Required actions:
1. Summarize the article on lost English words in two sentences.
2. In the article on lost English words, how long did the York University team spend creating its list?
3. Pick up the article on lost English words after its last sentence and keep it going.

Have you ever heard of the words "snout-fair", "sillytonian" or "merry-go-sorry"?
They're among a list of 30 lost English words uncovered by experts at York University which they believe still have a use today and should be brought back.
The team spent three months searching through old books and dictionaries to create the list.
Snout-fair is a word for handsome, dowsabel means "lady-love", and a "percher" is a social climber.
Dominic Watt, senior linguistics lecturer at the University of York, said he hoped people would re-engage with the language of old.
A few of the 'lost' words
- Nickum: A cheating or dishonest person
- Peacockize: To behave like a peacock; esp. to pose or strut ostentatiously
- Rouzy-bouzy: Boisterously drunk
- Ruff: To swagger, bluster, domineer. To ruff it out / to brag or boast of a thing
- Tremblable Causing dread or horror; dreadful
- Awhape To amaze, stupefy with fear, confound utterly
University of York/Privilege
Mr Watt wants to bring these words back into modern conversations.
"We've identified lost words that are both interesting and thought-provoking, in the hope of helping people re-engage with language of old," he said.

Dataset entries:
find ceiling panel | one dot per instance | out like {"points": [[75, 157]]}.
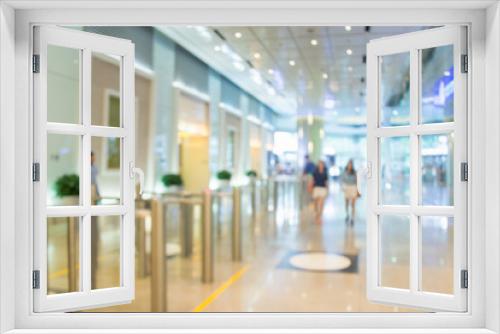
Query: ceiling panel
{"points": [[304, 83]]}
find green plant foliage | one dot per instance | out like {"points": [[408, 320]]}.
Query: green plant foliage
{"points": [[251, 173], [170, 180], [224, 175], [67, 185]]}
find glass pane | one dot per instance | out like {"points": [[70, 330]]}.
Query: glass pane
{"points": [[63, 84], [395, 171], [63, 169], [230, 149], [395, 251], [437, 84], [105, 251], [437, 169], [105, 171], [105, 90], [395, 89], [437, 254], [63, 248]]}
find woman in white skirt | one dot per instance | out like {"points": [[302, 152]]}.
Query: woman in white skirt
{"points": [[320, 189], [349, 180]]}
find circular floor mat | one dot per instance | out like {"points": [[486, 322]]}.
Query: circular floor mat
{"points": [[319, 261]]}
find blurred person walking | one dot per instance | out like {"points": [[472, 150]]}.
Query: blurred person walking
{"points": [[319, 189], [349, 182]]}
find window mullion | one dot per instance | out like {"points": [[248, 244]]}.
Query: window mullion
{"points": [[85, 183], [414, 172]]}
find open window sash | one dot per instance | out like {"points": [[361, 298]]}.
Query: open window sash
{"points": [[401, 255], [71, 52]]}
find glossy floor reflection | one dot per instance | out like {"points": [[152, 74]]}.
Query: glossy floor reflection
{"points": [[267, 281]]}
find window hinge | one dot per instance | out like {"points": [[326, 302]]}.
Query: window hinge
{"points": [[465, 64], [36, 172], [464, 171], [464, 279], [36, 279], [36, 63]]}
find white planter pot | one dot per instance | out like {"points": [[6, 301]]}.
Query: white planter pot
{"points": [[173, 189], [68, 200], [224, 184]]}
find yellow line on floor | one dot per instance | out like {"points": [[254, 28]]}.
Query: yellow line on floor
{"points": [[236, 276]]}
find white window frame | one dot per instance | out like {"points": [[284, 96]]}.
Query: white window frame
{"points": [[411, 44], [86, 296], [482, 315]]}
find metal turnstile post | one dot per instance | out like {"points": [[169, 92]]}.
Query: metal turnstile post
{"points": [[236, 238], [275, 195], [140, 240], [186, 230], [158, 259], [253, 199], [207, 253]]}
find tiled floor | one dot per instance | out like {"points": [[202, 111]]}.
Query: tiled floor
{"points": [[266, 283]]}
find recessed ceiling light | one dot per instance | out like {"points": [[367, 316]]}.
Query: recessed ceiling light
{"points": [[239, 66], [329, 104]]}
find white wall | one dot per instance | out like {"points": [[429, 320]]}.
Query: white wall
{"points": [[492, 201], [7, 168]]}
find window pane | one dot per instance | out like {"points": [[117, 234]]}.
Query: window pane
{"points": [[63, 84], [105, 90], [437, 169], [105, 171], [437, 254], [230, 149], [395, 251], [63, 169], [437, 84], [105, 251], [395, 89], [63, 253], [395, 171]]}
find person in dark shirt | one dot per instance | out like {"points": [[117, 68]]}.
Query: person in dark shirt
{"points": [[320, 189], [309, 166]]}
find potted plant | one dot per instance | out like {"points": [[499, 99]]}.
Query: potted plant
{"points": [[173, 182], [224, 178], [252, 174], [67, 189]]}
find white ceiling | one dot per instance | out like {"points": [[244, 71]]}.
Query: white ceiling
{"points": [[300, 89]]}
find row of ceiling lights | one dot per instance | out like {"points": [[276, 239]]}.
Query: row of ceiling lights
{"points": [[329, 104], [291, 62]]}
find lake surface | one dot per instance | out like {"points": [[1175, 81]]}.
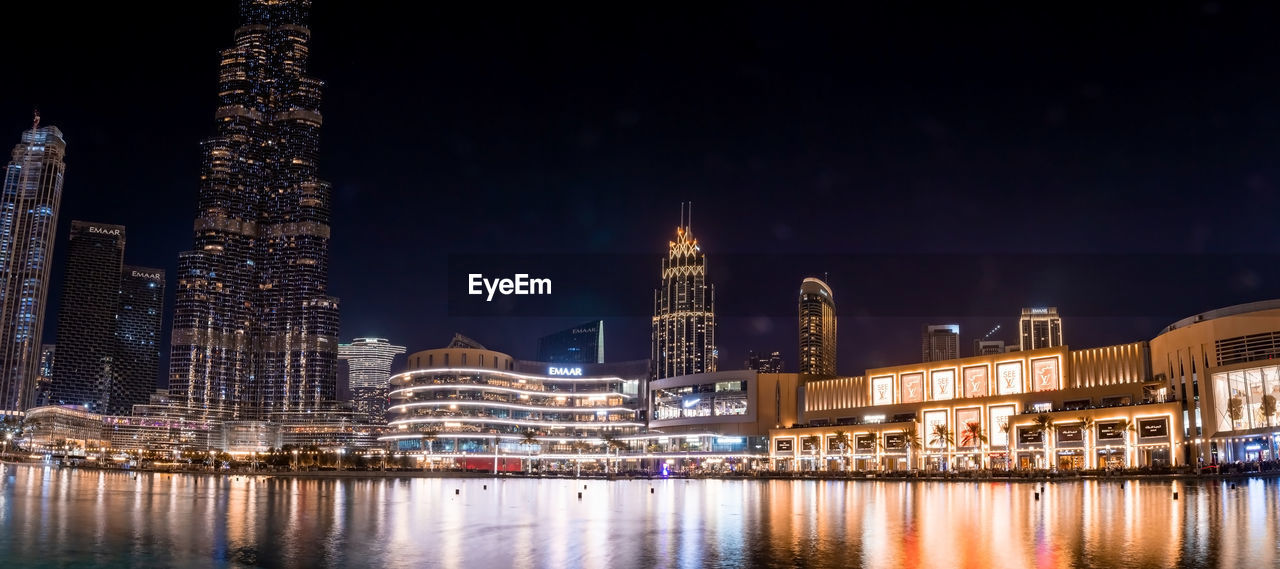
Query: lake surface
{"points": [[83, 518]]}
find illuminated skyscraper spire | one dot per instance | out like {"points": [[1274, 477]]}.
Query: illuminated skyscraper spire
{"points": [[255, 330], [28, 220], [684, 310]]}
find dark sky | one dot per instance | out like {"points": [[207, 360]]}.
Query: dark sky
{"points": [[1116, 131]]}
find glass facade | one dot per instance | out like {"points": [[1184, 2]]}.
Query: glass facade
{"points": [[579, 344], [457, 403], [255, 330], [718, 399], [1246, 399]]}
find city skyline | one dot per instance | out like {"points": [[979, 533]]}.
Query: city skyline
{"points": [[1069, 111]]}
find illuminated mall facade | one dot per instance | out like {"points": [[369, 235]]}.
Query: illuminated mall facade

Written responses:
1. Experts at York University spent three months searching old books and dictionaries to compile a list of 30 lost English words that they believe still have a use today, such as "snout-fair" (handsome) and "percher" (a social climber). Dominic Watt, senior linguistics lecturer at the university, said he hoped the list would help people re-engage with the language of old.

2. Three months.

3.
"Snout-fair", for example, means "having a fair countenance; fair-faced, comely, handsome", while "sillytonian" refers to "a silly or gullible person, [especially] one considered as belonging to a notional sect of such people".
"Dowsabel" is "applied generically to a sweetheart, 'lady-love'".
Margot Leadbetter, the snobby neighbour from 1970s BBC sitcom, The Good Life, could be seen as an arch example of a "percher" - someone "who aspires to a higher rank or status; an ambitious or self-assertive person".
The BBC series Trust Me is the story of a "quacksalver" - a person who "dishonestly claims knowledge of, or skill in, medicine; a pedlar of false cures".
The list of 30 "lost words" are grouped into three areas the researchers feel are relevant to modern life: post-truth (deception); appearance, personality and behaviour; and emotions.
The final list also includes the words "ear-rent" - described as "the figurative cost to a person of listening to trivial or incessant talk", "slug-a-bed" - meaning "a person who lies in late", and "merry-go-sorry" - a phrase used to describe "a mixture of joy and sorrow".
And there's "betrump" - meaning to deceive, cheat or elude.